Render the stretch of the material below, from the line containing "[pin] red hair" through the end, as a JSON list of strings with one string per line and blank lines omitted. Leave the pictures out of the answer.
-- Start Extracted information --
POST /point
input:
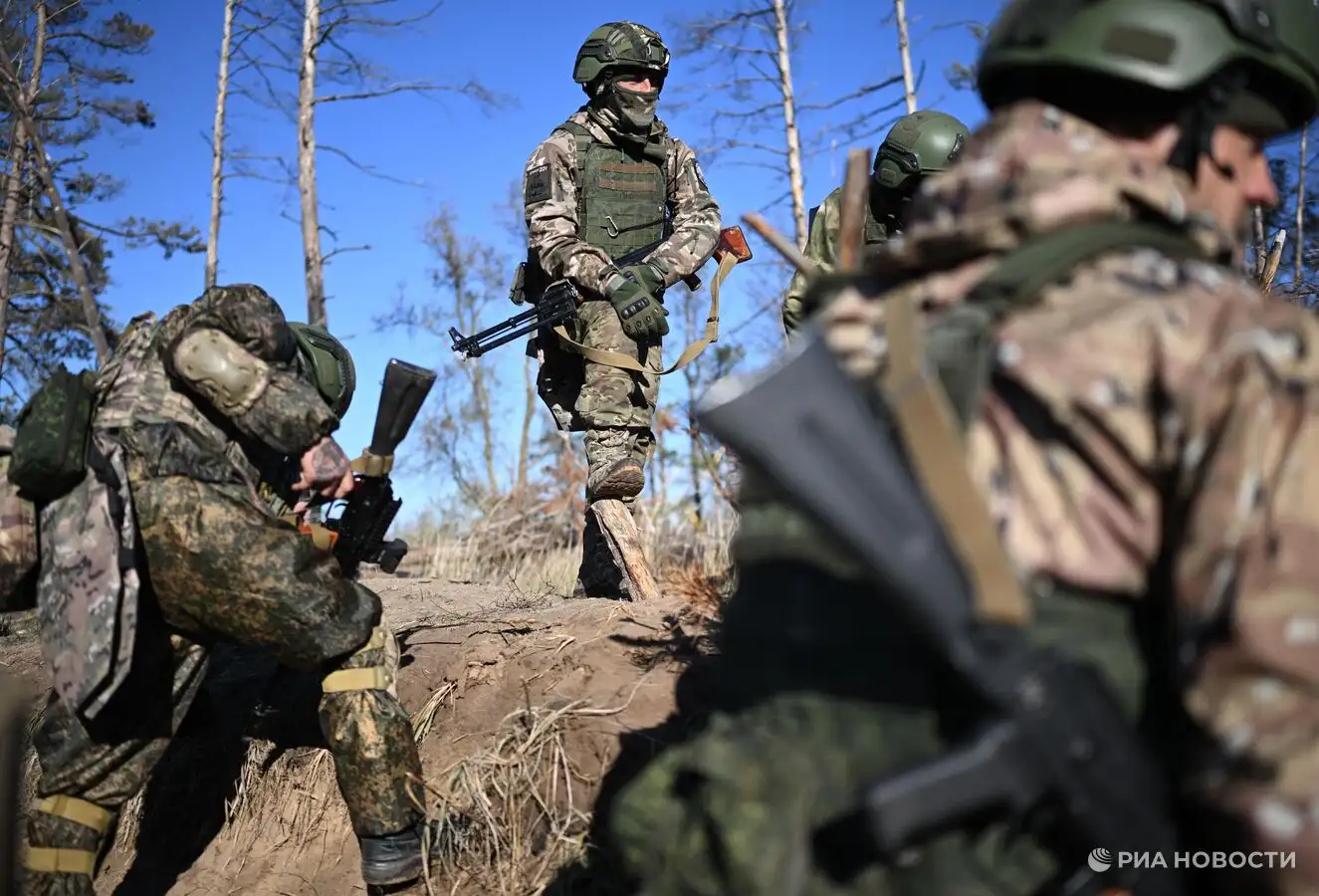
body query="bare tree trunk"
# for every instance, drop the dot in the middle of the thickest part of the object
(19, 105)
(96, 329)
(694, 454)
(1299, 263)
(222, 96)
(313, 262)
(13, 179)
(791, 132)
(905, 55)
(524, 448)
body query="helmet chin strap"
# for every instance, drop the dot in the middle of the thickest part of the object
(1198, 122)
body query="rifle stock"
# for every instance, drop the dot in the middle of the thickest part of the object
(1054, 746)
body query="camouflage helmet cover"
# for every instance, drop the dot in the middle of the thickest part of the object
(1176, 47)
(918, 144)
(620, 45)
(329, 364)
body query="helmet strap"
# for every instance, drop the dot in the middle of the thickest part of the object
(1200, 118)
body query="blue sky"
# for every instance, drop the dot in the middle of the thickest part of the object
(458, 153)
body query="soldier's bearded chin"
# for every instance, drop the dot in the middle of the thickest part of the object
(636, 109)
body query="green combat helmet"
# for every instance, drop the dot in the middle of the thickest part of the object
(1252, 65)
(329, 364)
(619, 45)
(917, 145)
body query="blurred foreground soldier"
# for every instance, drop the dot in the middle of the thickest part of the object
(608, 181)
(920, 144)
(181, 418)
(1141, 424)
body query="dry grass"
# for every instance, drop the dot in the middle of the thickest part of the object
(524, 795)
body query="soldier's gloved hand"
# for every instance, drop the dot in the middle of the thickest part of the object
(326, 470)
(640, 312)
(646, 275)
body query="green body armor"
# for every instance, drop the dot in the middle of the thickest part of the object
(961, 347)
(621, 201)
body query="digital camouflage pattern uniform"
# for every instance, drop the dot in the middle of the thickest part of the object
(603, 183)
(215, 564)
(1145, 446)
(918, 145)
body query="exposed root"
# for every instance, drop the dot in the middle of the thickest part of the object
(522, 797)
(702, 591)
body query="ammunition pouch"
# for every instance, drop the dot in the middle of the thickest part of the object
(53, 436)
(518, 292)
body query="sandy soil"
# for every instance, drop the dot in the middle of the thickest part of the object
(519, 702)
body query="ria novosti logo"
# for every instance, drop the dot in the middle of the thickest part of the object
(1102, 860)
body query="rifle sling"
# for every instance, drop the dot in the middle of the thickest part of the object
(689, 353)
(925, 414)
(926, 421)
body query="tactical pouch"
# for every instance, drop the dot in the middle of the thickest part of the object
(54, 436)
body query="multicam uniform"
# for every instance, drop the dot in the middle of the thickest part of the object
(186, 409)
(603, 183)
(1145, 445)
(916, 146)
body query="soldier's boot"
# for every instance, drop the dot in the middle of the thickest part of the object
(597, 574)
(402, 858)
(66, 839)
(621, 479)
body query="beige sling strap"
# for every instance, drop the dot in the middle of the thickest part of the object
(926, 421)
(689, 353)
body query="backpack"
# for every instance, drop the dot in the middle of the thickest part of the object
(17, 538)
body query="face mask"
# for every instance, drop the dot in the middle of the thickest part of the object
(634, 108)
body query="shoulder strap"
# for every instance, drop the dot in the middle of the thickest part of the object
(926, 418)
(1023, 272)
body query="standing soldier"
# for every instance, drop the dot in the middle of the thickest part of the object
(608, 181)
(1139, 426)
(166, 548)
(920, 144)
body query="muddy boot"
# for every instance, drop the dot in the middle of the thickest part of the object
(597, 576)
(397, 858)
(621, 479)
(66, 839)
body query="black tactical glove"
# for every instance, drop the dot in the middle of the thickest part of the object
(640, 312)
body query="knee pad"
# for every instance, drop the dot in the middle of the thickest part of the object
(376, 677)
(48, 859)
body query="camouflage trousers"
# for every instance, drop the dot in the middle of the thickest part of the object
(613, 406)
(219, 567)
(816, 697)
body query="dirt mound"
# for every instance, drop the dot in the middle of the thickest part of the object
(519, 704)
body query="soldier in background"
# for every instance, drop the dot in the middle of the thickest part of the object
(920, 144)
(167, 548)
(1141, 424)
(608, 181)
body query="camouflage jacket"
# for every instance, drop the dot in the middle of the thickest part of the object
(822, 248)
(551, 222)
(1148, 420)
(141, 385)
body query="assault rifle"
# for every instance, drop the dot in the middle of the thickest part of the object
(1054, 753)
(357, 535)
(556, 303)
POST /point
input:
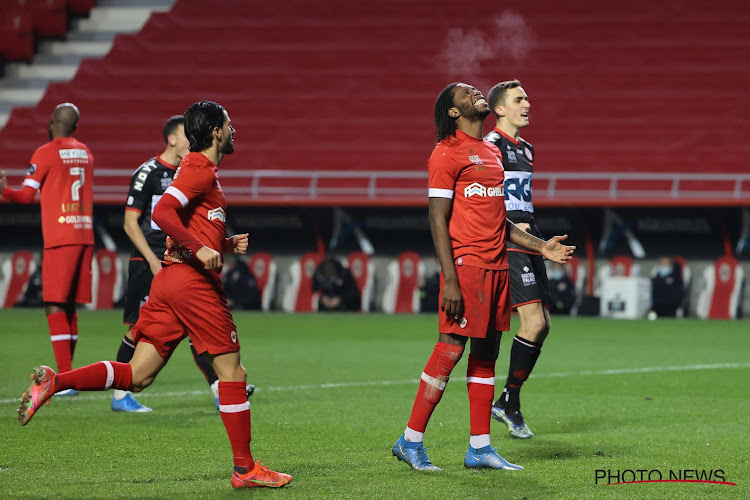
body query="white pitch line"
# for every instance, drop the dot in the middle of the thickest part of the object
(381, 383)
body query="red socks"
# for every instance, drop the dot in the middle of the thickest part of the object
(480, 381)
(434, 378)
(97, 377)
(235, 413)
(59, 332)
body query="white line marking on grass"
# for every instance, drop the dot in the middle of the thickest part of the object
(381, 383)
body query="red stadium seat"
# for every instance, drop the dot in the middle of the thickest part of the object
(16, 273)
(722, 291)
(107, 280)
(363, 271)
(298, 295)
(401, 294)
(263, 267)
(81, 7)
(16, 33)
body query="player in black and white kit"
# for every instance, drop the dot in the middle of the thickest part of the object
(147, 186)
(528, 276)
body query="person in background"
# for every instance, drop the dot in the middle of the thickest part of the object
(63, 171)
(338, 290)
(667, 288)
(562, 290)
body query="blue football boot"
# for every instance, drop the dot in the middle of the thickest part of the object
(414, 454)
(487, 458)
(129, 404)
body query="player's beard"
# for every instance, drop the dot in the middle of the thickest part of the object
(228, 147)
(472, 113)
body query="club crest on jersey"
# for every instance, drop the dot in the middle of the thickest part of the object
(527, 277)
(476, 189)
(217, 213)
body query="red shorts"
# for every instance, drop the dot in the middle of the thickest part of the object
(486, 295)
(183, 301)
(66, 274)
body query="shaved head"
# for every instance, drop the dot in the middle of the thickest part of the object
(64, 120)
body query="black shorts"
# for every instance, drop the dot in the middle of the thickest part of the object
(136, 293)
(528, 279)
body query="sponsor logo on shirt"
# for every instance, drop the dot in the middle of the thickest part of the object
(70, 155)
(476, 189)
(527, 277)
(217, 213)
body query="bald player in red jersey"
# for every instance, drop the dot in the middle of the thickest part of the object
(469, 229)
(63, 169)
(186, 298)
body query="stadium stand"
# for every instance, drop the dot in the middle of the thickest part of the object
(722, 291)
(332, 101)
(264, 268)
(298, 295)
(401, 294)
(363, 270)
(14, 277)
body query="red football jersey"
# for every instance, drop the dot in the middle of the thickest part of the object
(196, 186)
(470, 171)
(64, 171)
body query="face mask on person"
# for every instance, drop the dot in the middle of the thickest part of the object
(664, 271)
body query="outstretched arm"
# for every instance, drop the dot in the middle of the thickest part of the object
(24, 196)
(166, 216)
(551, 249)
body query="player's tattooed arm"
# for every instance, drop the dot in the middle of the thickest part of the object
(552, 249)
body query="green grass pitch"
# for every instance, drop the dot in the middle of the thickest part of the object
(335, 391)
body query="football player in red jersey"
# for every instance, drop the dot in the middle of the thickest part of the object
(63, 169)
(469, 230)
(528, 276)
(186, 299)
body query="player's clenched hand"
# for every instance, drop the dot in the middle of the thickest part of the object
(239, 243)
(210, 258)
(453, 302)
(555, 251)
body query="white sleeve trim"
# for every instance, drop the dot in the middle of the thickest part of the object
(177, 194)
(441, 193)
(110, 374)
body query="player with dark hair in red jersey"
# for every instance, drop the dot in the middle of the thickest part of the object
(528, 276)
(64, 171)
(186, 299)
(469, 229)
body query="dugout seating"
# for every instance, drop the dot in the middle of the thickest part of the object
(367, 53)
(363, 271)
(107, 279)
(298, 295)
(687, 279)
(401, 294)
(15, 274)
(722, 291)
(263, 267)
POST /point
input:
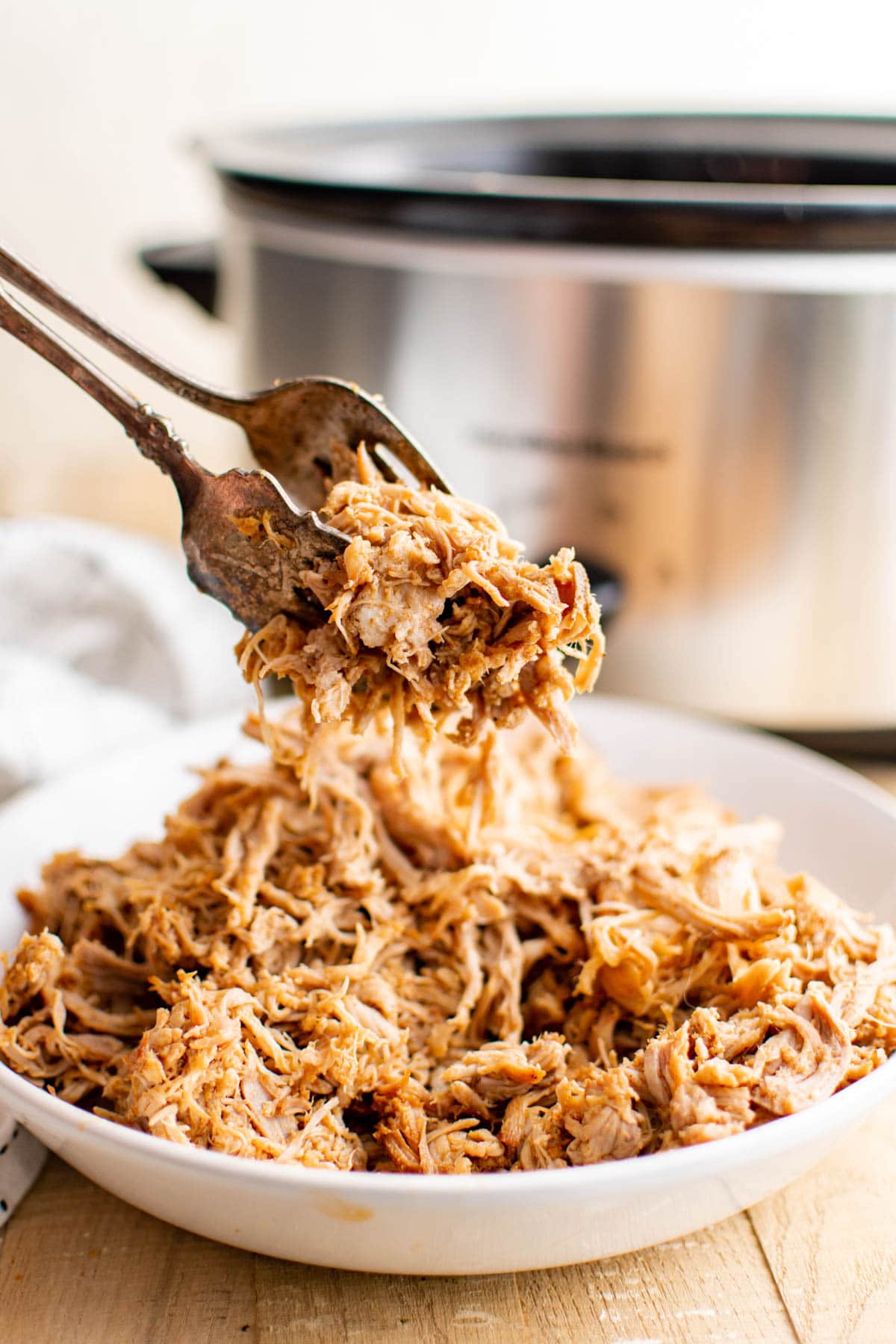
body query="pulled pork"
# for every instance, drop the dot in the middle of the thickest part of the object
(433, 617)
(505, 960)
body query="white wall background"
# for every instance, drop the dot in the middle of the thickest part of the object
(100, 101)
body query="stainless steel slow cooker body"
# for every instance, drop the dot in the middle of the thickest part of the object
(689, 381)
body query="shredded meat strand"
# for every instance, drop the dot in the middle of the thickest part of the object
(435, 618)
(503, 960)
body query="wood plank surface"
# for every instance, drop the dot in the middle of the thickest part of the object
(81, 1266)
(815, 1263)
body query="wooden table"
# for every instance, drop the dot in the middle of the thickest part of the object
(813, 1263)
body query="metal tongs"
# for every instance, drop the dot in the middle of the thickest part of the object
(301, 433)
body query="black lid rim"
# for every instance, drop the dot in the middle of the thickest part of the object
(299, 171)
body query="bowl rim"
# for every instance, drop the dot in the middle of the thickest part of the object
(671, 1166)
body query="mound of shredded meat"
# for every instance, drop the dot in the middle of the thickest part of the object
(433, 615)
(505, 960)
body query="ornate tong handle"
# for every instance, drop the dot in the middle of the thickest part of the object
(153, 436)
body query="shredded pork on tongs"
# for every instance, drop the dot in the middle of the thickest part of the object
(435, 617)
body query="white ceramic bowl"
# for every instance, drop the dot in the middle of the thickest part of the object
(839, 827)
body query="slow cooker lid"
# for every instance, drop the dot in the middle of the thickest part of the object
(719, 181)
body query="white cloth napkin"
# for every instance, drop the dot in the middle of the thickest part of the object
(104, 641)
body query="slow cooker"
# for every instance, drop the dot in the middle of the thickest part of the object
(669, 342)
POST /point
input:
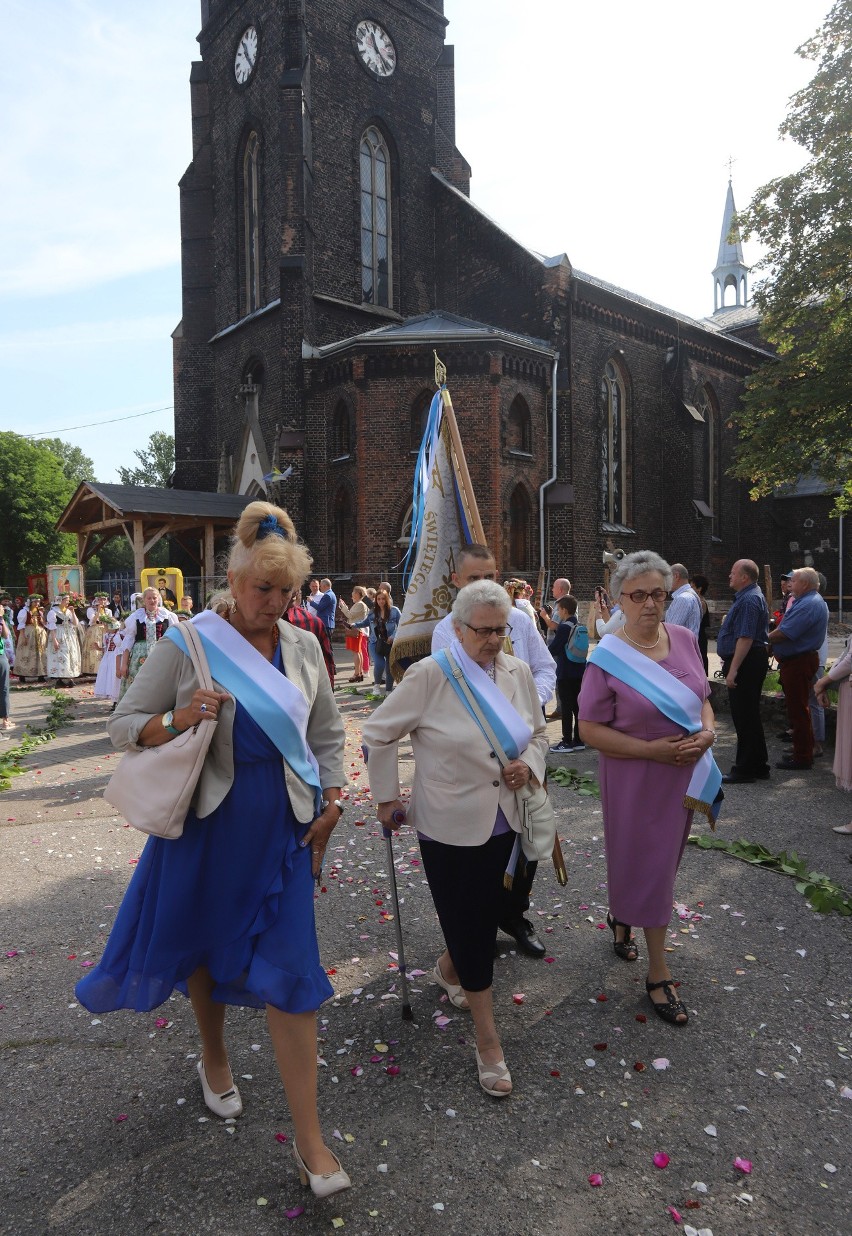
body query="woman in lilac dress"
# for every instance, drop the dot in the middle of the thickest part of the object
(646, 765)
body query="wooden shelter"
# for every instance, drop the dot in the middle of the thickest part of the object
(97, 513)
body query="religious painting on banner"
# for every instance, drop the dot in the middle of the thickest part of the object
(168, 582)
(444, 518)
(64, 580)
(37, 586)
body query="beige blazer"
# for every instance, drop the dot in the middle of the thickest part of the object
(458, 784)
(167, 680)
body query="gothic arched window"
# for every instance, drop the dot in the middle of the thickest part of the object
(343, 532)
(250, 225)
(705, 401)
(519, 530)
(341, 441)
(376, 276)
(519, 429)
(613, 446)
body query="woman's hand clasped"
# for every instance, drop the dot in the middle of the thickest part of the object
(516, 774)
(203, 706)
(680, 752)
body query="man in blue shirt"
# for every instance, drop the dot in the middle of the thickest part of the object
(685, 608)
(327, 605)
(796, 644)
(742, 647)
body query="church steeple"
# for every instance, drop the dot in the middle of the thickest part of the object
(731, 272)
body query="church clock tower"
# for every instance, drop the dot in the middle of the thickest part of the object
(306, 219)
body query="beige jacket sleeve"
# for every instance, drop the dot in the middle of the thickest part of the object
(167, 680)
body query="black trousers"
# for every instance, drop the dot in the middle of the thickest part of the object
(752, 758)
(466, 885)
(568, 691)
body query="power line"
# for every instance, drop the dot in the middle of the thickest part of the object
(95, 424)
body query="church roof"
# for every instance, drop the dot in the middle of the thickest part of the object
(711, 325)
(433, 328)
(730, 252)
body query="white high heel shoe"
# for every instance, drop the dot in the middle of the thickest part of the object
(228, 1104)
(322, 1185)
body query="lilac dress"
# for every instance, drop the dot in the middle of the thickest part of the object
(644, 821)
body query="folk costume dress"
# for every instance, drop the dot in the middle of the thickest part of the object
(100, 621)
(234, 893)
(31, 644)
(140, 635)
(646, 820)
(63, 644)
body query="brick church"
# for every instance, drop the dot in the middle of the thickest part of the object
(330, 244)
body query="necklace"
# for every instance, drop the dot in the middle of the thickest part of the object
(647, 647)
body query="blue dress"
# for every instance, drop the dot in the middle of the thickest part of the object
(233, 894)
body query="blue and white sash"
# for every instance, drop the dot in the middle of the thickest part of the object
(677, 702)
(505, 719)
(268, 696)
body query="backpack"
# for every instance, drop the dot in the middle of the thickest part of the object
(576, 650)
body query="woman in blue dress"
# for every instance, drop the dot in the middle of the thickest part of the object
(225, 912)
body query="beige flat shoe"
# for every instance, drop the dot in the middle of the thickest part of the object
(458, 998)
(492, 1073)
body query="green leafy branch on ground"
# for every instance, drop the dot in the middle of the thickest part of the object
(581, 783)
(58, 715)
(821, 894)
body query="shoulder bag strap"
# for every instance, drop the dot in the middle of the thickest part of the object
(195, 650)
(475, 708)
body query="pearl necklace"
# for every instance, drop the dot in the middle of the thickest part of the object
(646, 647)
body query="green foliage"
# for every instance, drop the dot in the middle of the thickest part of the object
(76, 465)
(58, 715)
(156, 462)
(35, 492)
(796, 412)
(821, 894)
(581, 783)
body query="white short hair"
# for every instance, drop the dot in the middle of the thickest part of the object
(482, 592)
(638, 564)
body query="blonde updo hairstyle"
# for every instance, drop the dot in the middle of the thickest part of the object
(257, 548)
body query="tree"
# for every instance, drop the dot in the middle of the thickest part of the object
(796, 410)
(35, 491)
(156, 462)
(76, 465)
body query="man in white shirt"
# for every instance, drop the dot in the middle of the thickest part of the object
(477, 562)
(685, 608)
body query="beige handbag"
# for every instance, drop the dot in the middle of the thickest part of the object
(153, 787)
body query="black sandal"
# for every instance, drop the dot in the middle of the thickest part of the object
(673, 1009)
(627, 949)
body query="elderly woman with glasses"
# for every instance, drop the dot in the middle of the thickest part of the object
(463, 806)
(644, 706)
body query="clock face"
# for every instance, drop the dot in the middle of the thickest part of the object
(376, 48)
(246, 56)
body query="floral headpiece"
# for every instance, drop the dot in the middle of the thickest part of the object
(270, 527)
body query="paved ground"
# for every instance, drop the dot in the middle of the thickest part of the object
(103, 1126)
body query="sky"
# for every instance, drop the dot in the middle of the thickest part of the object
(602, 131)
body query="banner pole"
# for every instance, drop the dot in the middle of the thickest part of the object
(458, 450)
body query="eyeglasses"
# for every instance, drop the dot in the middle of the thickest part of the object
(484, 632)
(641, 596)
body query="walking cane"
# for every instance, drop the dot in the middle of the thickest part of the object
(407, 1015)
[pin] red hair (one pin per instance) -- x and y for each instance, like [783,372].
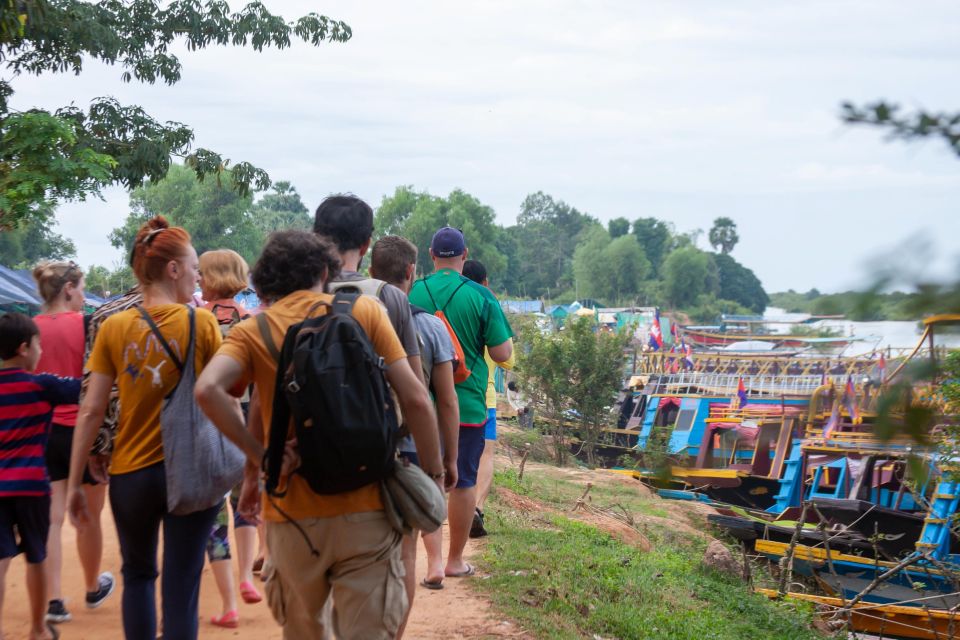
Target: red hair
[156,245]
-- End Extracted information --
> _Response to the task_
[
  "[pin] red hair (one pin per instance) -- x and y for each instance, like [783,372].",
  "Target: red hair",
  "[156,245]"
]